_Task brief_
Please reproduce, word for word, the rows below from the line holding "-- sample [510,603]." through the final row, inclusive.

_Information supplied_
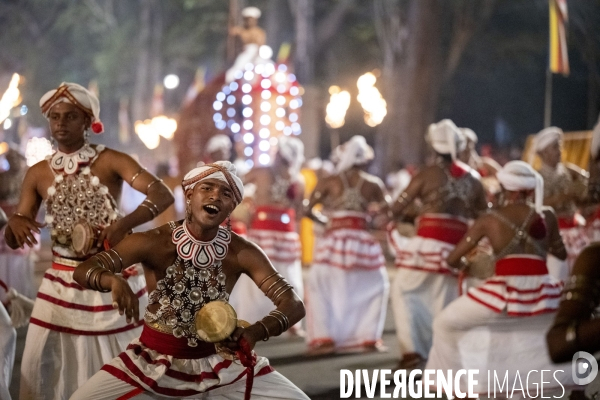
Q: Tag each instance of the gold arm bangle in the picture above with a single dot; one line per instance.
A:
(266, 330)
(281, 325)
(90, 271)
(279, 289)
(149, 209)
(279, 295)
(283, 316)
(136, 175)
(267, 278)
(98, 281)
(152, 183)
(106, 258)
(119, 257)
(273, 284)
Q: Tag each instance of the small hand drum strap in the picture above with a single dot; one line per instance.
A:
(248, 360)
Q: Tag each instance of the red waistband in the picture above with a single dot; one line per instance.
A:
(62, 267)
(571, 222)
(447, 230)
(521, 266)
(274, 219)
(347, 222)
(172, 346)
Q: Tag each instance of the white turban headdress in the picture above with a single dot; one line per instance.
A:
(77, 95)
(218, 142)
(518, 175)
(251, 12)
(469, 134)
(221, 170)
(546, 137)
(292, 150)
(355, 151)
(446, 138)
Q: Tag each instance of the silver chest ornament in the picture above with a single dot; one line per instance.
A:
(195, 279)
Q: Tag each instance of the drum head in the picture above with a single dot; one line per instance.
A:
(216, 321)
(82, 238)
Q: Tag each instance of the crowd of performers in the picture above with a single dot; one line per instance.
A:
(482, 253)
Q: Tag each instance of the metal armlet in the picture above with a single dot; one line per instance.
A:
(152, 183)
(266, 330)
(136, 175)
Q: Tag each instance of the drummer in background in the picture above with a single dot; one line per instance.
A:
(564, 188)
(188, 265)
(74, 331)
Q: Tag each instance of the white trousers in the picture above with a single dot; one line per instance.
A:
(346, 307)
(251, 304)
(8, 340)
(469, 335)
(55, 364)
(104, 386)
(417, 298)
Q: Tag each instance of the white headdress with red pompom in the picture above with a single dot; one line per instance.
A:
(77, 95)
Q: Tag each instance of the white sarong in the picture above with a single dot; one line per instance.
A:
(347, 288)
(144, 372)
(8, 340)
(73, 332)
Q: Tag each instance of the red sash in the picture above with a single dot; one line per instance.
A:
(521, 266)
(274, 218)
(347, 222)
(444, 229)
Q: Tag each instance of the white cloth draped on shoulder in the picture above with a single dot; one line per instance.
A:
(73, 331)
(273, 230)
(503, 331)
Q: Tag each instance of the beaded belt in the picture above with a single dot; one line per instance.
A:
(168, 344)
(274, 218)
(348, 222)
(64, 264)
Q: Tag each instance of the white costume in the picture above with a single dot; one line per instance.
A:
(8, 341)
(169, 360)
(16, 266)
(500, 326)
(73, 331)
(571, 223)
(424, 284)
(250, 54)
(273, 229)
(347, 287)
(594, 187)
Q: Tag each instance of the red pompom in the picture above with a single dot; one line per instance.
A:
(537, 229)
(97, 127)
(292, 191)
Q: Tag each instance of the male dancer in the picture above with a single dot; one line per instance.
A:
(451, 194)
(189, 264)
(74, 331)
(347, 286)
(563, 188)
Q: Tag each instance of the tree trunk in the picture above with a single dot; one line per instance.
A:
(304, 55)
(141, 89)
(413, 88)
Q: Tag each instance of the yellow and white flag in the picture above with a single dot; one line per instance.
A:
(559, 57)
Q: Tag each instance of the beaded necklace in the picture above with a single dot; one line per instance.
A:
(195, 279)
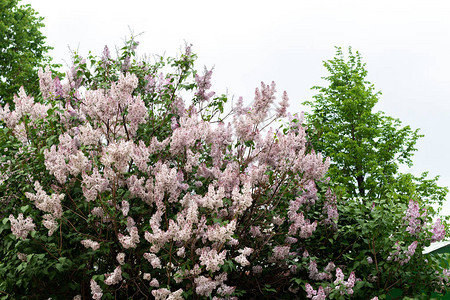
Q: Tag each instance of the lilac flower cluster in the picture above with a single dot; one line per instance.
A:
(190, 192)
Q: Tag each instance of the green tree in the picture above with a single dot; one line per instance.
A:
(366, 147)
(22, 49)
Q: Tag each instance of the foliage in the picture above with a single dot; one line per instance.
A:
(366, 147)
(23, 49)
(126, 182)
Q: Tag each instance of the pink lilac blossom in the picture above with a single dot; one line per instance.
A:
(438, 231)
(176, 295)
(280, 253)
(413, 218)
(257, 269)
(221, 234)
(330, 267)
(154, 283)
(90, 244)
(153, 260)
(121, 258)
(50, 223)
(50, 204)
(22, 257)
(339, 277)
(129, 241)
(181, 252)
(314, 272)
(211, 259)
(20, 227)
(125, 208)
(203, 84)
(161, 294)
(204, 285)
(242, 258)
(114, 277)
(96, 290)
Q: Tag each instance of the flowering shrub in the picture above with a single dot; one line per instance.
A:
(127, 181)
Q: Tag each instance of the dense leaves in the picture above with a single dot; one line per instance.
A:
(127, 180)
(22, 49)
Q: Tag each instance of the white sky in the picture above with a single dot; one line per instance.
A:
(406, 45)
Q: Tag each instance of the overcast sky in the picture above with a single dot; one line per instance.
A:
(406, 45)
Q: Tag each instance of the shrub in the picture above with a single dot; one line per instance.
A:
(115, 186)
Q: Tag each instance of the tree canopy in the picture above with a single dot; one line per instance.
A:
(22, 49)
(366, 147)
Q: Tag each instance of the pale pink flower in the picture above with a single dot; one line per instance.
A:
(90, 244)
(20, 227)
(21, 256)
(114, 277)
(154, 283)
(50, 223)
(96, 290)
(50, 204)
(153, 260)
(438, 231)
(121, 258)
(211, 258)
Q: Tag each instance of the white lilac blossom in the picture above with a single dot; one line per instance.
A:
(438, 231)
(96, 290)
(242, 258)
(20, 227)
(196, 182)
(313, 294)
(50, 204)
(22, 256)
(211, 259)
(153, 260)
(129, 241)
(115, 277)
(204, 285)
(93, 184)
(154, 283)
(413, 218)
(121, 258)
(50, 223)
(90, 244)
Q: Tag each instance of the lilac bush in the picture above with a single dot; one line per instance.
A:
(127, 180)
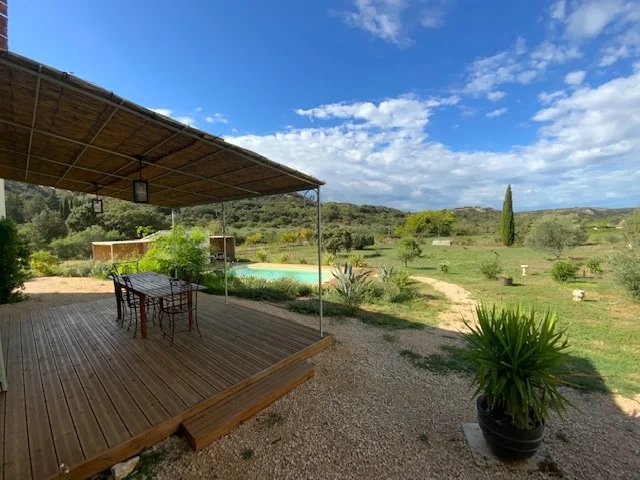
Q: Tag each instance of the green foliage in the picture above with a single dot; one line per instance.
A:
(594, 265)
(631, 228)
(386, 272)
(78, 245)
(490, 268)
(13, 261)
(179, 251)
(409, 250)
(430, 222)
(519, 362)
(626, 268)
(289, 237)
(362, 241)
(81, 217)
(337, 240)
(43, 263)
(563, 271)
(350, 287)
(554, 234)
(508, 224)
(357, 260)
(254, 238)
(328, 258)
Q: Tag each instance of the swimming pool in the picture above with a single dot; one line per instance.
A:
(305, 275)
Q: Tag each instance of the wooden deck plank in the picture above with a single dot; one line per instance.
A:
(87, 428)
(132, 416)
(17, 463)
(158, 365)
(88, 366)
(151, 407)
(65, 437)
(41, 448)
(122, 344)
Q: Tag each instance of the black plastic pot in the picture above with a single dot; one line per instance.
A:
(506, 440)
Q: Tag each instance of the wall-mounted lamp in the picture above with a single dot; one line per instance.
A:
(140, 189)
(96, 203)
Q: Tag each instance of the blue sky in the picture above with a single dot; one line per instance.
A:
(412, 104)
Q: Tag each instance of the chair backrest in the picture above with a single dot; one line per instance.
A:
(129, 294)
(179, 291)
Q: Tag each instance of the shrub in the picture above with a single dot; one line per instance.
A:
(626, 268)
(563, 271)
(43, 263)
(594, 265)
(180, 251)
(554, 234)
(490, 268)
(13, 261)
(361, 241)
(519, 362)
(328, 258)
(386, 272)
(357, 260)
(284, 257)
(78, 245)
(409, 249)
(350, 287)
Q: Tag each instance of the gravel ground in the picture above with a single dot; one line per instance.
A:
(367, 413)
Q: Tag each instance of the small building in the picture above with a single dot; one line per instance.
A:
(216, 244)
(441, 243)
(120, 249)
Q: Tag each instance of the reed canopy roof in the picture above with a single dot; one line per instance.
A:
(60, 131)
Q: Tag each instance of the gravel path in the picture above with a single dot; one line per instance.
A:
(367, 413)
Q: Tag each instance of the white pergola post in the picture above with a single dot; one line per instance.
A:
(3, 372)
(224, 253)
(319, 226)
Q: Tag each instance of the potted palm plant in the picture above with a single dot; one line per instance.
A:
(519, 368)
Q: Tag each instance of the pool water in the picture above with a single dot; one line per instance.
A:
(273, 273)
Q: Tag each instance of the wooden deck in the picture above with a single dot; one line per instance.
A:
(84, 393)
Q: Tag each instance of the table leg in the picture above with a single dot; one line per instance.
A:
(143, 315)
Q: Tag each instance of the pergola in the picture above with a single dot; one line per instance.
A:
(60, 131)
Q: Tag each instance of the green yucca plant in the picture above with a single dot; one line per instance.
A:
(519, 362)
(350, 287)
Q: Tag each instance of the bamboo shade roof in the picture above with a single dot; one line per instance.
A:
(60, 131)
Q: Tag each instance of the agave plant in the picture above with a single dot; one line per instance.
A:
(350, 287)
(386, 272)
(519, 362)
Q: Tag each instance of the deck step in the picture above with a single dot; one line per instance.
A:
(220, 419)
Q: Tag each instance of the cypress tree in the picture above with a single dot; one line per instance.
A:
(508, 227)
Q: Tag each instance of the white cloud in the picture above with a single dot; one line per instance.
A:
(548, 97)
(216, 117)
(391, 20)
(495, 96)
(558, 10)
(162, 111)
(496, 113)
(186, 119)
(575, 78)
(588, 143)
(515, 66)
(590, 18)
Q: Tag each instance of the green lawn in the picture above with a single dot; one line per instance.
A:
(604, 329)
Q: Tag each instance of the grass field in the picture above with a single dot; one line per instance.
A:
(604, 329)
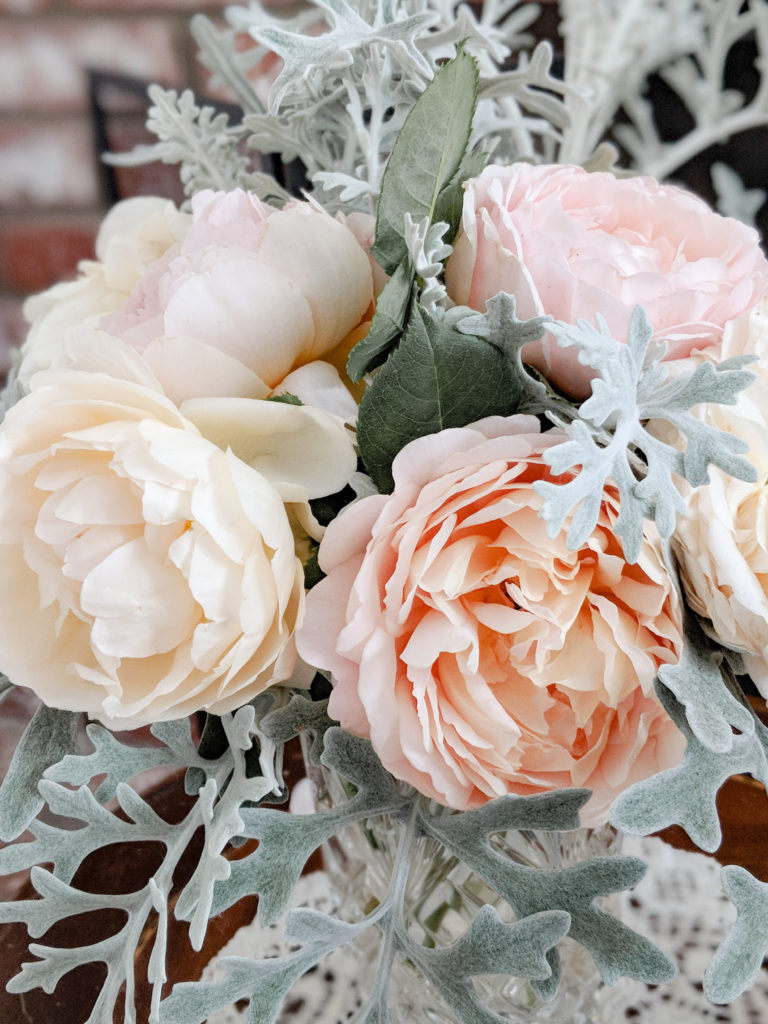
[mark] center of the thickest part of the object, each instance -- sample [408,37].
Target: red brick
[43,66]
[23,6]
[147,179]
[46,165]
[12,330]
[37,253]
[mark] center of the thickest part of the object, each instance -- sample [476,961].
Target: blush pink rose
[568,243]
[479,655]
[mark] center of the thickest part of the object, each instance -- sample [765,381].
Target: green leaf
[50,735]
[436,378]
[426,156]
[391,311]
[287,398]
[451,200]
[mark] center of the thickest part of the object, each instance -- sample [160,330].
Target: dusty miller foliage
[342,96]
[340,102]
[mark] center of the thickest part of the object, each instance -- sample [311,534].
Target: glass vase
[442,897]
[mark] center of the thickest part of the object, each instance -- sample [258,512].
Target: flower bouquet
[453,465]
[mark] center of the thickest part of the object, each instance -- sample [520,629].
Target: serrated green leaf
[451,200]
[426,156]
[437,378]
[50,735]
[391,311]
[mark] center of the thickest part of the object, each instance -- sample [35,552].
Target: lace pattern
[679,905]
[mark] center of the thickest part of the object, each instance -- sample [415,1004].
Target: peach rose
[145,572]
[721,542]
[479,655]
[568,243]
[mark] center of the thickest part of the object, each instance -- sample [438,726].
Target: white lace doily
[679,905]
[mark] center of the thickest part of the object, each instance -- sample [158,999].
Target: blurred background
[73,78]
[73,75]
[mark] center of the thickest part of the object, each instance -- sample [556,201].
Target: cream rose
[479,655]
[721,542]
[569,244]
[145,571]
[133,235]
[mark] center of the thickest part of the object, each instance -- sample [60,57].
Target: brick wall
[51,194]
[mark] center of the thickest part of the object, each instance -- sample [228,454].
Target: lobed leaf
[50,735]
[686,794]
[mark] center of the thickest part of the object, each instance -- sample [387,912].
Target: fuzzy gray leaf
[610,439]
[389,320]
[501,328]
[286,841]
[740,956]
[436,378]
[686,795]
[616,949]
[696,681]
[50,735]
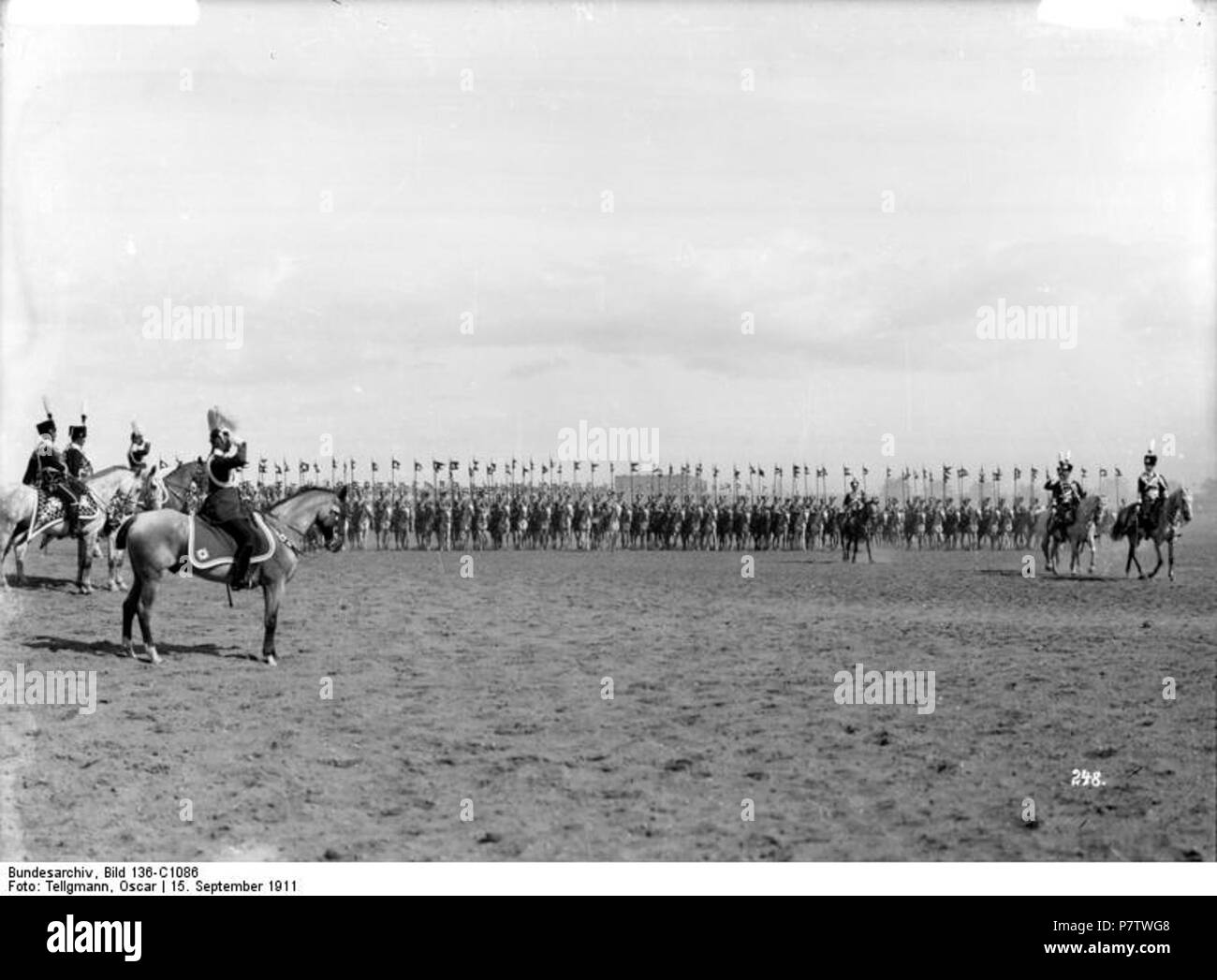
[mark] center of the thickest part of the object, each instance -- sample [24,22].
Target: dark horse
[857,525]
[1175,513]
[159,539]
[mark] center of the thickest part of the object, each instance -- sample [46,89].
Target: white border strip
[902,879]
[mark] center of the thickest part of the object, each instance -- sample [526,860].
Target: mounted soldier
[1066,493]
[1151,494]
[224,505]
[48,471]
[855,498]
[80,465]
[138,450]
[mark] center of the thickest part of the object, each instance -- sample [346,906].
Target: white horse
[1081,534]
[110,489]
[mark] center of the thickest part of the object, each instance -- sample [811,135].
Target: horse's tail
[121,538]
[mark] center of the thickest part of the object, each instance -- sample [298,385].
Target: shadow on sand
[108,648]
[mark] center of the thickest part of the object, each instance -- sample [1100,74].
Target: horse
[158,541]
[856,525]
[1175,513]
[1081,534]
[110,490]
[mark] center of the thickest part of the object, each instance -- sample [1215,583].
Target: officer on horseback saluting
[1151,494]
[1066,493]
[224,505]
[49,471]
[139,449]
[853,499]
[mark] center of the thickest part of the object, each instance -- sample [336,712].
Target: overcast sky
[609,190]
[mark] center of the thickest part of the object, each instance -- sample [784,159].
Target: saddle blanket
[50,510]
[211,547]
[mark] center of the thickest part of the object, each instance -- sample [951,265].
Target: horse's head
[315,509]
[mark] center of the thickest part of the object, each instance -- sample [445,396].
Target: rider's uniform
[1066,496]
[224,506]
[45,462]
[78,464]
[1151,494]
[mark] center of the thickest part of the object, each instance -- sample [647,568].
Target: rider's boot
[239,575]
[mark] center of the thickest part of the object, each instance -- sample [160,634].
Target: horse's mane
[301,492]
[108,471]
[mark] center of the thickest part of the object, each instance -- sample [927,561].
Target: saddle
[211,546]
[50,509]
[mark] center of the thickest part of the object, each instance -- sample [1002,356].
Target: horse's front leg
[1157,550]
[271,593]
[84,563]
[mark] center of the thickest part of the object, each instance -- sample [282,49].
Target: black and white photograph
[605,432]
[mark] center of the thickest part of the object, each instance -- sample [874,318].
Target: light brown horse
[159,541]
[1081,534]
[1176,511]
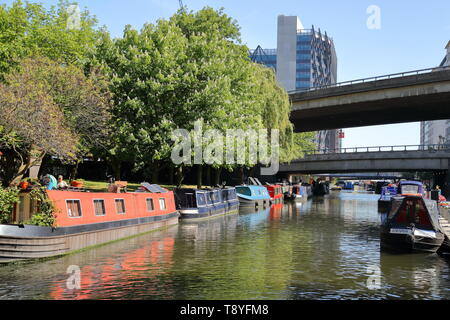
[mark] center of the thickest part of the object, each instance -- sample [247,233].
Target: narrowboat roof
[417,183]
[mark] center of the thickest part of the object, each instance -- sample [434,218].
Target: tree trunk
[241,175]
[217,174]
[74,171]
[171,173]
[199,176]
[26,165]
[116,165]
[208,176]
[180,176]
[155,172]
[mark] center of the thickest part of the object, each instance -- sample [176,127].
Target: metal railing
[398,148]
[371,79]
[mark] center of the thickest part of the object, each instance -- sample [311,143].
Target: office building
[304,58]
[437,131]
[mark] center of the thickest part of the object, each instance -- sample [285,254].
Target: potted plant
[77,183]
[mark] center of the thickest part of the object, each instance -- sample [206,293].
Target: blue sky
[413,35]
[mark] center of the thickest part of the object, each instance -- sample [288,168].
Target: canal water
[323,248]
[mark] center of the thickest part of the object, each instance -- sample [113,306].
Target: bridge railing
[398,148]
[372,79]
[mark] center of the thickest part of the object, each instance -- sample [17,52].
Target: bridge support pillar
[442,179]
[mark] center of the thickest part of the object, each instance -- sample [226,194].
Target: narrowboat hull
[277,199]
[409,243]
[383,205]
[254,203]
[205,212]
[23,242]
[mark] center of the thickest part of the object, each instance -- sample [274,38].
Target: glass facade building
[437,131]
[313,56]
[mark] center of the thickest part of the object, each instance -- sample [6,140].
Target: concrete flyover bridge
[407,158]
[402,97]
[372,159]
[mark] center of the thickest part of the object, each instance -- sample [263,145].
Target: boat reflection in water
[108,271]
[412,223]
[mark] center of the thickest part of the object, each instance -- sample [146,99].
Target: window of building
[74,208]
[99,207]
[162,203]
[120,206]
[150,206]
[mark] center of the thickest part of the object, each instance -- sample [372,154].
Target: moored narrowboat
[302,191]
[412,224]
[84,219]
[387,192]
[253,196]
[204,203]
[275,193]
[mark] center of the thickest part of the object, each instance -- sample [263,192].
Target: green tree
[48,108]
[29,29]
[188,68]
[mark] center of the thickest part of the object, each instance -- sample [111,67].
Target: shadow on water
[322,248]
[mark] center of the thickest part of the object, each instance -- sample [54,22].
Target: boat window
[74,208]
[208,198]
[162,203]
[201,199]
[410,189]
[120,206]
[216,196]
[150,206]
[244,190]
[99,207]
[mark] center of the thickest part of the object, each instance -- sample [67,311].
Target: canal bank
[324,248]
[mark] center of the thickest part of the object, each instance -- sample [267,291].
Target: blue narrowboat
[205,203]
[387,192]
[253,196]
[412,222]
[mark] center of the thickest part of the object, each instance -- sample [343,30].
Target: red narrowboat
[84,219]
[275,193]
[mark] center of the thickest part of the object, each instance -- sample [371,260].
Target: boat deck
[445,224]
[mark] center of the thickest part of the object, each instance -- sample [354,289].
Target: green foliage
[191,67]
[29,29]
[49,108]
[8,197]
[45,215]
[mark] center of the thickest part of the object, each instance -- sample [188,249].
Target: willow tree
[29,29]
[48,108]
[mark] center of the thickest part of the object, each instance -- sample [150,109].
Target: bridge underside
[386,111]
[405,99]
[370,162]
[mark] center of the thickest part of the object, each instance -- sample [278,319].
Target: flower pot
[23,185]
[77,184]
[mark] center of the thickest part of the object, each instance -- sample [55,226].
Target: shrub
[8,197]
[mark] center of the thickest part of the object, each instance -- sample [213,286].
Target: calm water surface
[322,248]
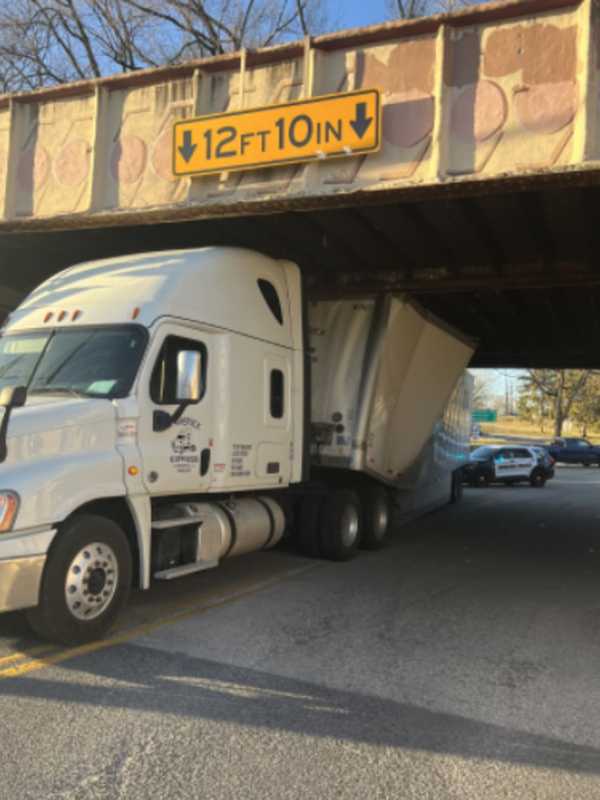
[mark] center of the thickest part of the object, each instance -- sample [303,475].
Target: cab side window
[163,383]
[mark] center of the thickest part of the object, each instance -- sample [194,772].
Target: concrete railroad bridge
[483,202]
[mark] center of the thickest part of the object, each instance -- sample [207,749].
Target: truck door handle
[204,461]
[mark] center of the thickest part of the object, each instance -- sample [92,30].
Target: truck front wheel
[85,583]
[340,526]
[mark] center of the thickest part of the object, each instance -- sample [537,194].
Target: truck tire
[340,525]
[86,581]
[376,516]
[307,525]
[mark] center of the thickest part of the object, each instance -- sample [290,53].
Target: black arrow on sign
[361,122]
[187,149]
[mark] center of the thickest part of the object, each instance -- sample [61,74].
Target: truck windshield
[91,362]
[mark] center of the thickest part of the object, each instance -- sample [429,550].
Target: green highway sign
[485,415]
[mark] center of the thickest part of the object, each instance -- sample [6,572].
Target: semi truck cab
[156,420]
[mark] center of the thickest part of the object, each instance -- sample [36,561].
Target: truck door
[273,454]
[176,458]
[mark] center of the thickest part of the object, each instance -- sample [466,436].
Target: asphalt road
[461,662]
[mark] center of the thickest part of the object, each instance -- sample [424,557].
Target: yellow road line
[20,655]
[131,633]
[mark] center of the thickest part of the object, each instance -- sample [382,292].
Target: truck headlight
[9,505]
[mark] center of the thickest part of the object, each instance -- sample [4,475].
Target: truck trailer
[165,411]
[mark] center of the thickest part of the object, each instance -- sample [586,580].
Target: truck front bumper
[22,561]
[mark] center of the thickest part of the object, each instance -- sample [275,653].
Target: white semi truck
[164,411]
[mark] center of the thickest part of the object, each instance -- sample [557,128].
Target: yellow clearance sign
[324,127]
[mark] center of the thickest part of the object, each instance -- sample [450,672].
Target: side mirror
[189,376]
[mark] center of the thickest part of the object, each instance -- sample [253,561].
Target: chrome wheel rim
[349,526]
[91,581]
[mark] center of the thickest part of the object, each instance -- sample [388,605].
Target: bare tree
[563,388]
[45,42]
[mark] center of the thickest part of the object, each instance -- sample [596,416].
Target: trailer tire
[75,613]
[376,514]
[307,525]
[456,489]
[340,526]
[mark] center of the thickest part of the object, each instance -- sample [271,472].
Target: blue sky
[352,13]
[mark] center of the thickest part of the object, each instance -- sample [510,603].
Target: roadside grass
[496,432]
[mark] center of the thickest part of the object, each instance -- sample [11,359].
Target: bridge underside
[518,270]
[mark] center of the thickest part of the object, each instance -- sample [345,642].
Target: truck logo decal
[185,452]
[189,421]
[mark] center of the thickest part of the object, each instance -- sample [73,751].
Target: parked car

_Task answer_
[mark] center of the thickest part of the object, each instance -- sample [510,603].
Target: roadside grass
[496,432]
[mark] center of the thickest part of the object, each instance -- sample [11,359].
Target: bridge underside
[518,270]
[mark] center of the thickest part of the object, each instance -- sample [345,642].
Target: truck logo decal
[185,452]
[189,421]
[mark] center of the thickest part of the object, each instance -- sample [73,751].
Target: parked car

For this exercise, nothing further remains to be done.